STATED EXERCISE A
Show every line of the records that contains the string "wooden". Case counts.

Said sentence is hereby amended to read as follows:
      “A fee (the “Unused Revolving Line Fee”), payable quarterly, in arrears, on a calendar year basis, in an amount equal to one-quarter of one percent (0.25%) per annum of the average unused portion of the Revolving Line, as determined by Bank.”

3


 

          2.5 Section 2.4(d) (Revolving Line Facility Fee). Section 2.4(d) of the Loan Agreement is hereby amended to read as follows:
      “(d)     [Reserved.]”
          2.6 Section 2.4(e) (Revolving Line Prepayment Fee). Section 2.4(e) of the Loan Agreement is hereby amended to read as follows:
      “(e)     [Reserved.]”
          2.7 Section 2.4(g) (Float Charge and Credit). The following is hereby added as Section 2.4(g) to the Loan Agreement:
      “(g)     After the occurrence of the High Level Use Date, Bank shall be entitled to charge Borrower a “float” charge in an amount equal to one Business Day interest, at the interest rate applicable to the Advances, on all Payments received by Bank. (Said float charge is not included in interest for purposes of computing minimum monthly interest (if any) under this Agreement.) The float charge for each month shall be payable on the last day of the month. Bank shall not, however, be required to credit Borrower’s account for the amount of any item of payment which is unsatisfactory to Bank in its good faith business judgment, and Bank may charge Borrower’s Designated Deposit Account for the amount of any item of payment which is returned to Bank unpaid.”
          2.8 Section 3.2(a) (Conditions Precedent to all Credit Extensions). Section 3.2(a) reads as follows:
      “(a)     except as otherwise provided in Section 3.4(a), timely receipt of an executed Payment/Advance Form;”
Said part of Section 3.2(a) is hereby amended to read as follows:
      “(a)     except as otherwise provided in Section 3.4(a), timely receipt of an executed Payment/Advance Form and, if the High Level Use Date has occurred, a completed and executed Transaction Report;”
          2.9 Section 3.4(a) (Procedures for Borrowing). Section 3.4(a) reads in part as follows:
      “Together with any such electronic or facsimile notification, Borrowers shall deliver to Bank by electronic mail or facsimile a

4


 

      completed Payment/Advance Form executed by a Responsible Officer of each Borrower or his or her designee.”
Said part of Section 3.4(a) is hereby amended to read as follows:
      “Together with any such electronic or facsimile notification, Borrowers shall deliver to Bank by electronic mail or facsimile a completed Payment/Advance Form and, if the High Level Use Date has occurred, a completed Transaction Report, each executed by a Responsible Officer of each Borrower or his or her designee.”

STATED EXERCISE B
Write what comes next in the loan agreement amendment above, starting right after its last sentence.

THE INPUT
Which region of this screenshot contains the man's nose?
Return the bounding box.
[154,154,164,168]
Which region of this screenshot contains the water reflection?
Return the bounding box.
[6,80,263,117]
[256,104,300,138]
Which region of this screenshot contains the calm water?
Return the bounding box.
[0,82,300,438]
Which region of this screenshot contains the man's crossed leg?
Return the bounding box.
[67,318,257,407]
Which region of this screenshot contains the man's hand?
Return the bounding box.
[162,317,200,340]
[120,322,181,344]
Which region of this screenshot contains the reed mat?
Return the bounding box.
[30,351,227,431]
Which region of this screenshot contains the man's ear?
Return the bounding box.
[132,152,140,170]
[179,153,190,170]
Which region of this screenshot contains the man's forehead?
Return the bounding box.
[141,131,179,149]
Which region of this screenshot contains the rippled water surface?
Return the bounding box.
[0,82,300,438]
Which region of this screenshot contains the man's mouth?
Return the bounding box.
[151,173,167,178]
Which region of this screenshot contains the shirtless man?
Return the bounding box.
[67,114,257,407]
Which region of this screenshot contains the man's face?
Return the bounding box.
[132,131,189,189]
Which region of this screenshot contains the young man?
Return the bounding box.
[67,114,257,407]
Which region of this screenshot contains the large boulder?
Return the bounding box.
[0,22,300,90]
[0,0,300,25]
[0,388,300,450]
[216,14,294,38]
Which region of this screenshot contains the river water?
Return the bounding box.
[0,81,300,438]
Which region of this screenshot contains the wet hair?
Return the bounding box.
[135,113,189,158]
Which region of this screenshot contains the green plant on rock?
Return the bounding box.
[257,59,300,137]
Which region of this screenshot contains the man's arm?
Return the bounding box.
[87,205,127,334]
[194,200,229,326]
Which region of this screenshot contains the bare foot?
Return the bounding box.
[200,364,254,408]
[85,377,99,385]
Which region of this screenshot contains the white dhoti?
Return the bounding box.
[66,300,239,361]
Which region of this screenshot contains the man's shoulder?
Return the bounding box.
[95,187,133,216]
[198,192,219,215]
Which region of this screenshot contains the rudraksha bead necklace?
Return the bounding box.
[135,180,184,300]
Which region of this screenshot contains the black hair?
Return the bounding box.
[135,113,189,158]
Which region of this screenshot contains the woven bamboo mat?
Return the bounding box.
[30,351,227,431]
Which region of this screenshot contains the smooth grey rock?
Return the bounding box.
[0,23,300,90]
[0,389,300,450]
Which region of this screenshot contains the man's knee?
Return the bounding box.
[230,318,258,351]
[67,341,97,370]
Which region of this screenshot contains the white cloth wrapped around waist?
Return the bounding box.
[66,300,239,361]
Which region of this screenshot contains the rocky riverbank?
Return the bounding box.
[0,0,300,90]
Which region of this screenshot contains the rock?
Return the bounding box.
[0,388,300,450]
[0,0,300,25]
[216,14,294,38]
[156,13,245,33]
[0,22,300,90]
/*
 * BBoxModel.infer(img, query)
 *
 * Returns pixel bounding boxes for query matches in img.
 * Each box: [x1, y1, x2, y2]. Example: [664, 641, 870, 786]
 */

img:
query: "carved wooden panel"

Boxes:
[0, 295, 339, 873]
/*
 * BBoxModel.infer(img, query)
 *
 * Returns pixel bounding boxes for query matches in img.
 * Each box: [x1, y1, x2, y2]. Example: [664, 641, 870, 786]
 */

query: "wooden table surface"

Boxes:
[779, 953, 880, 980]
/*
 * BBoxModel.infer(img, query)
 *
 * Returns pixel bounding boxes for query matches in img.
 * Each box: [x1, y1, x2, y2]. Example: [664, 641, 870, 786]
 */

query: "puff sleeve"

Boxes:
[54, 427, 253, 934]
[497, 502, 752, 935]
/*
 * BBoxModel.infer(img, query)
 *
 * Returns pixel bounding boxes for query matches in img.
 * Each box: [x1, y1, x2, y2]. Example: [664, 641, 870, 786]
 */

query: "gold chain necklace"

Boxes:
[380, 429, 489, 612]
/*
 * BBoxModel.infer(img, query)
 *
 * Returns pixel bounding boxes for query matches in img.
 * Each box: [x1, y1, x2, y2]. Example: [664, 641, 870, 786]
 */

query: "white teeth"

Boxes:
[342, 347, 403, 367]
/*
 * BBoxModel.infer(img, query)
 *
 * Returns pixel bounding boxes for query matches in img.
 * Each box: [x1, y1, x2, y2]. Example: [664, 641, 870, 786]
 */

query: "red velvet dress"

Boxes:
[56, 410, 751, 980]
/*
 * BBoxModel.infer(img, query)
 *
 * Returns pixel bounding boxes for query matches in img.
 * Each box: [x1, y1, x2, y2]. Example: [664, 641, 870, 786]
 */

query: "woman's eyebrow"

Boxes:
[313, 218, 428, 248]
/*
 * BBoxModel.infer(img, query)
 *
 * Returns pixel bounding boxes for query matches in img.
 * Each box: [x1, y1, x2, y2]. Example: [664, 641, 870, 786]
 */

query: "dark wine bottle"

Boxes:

TASK RESULT A
query: "carved wooden panel"
query: "wooden table surface"

TASK RESULT B
          2.10 Section 5.2 (Collateral). The following is added to Section 5.2 of the Loan Agreement as a new last paragraph thereof:
      “For any item of Inventory consisting of Eligible Inventory in any Transaction Report or Borrowing Base Certificate, such Inventory meets all requirements of the definition of “Eligible Inventory” (except that Borrower makes no representation or warranty with respect to requirement “f” of said definition (i.e., the Inventory being acceptable to Bank in its good faith business judgment) except to the extent that Bank has notified Borrower in writing of any unacceptability).”
          2.11 Section 6.2(a)(iii) (Cash and Investment Locations). The following parenthetical language from Section 6.2(a)(iii) of the Loan Agreement:
      (which, among other things, shall set forth (y) calculations showing compliance with the financial covenants set forth in this Agreement and (z) the amount and locations of Parent’s, Borrower’s and each Guarantor’s cash and Cash Equivalents)”,
is hereby amended to read as follows:
      “(which, among other things, shall set forth (y) calculations showing compliance with the financial covenants set forth in this Agreement and (z) the amount and locations of Parent’s, Borrower’s and each Guarantor’s cash, Cash Equivalents and investments (including without limitation Securities Accounts and Commodity Accounts))”.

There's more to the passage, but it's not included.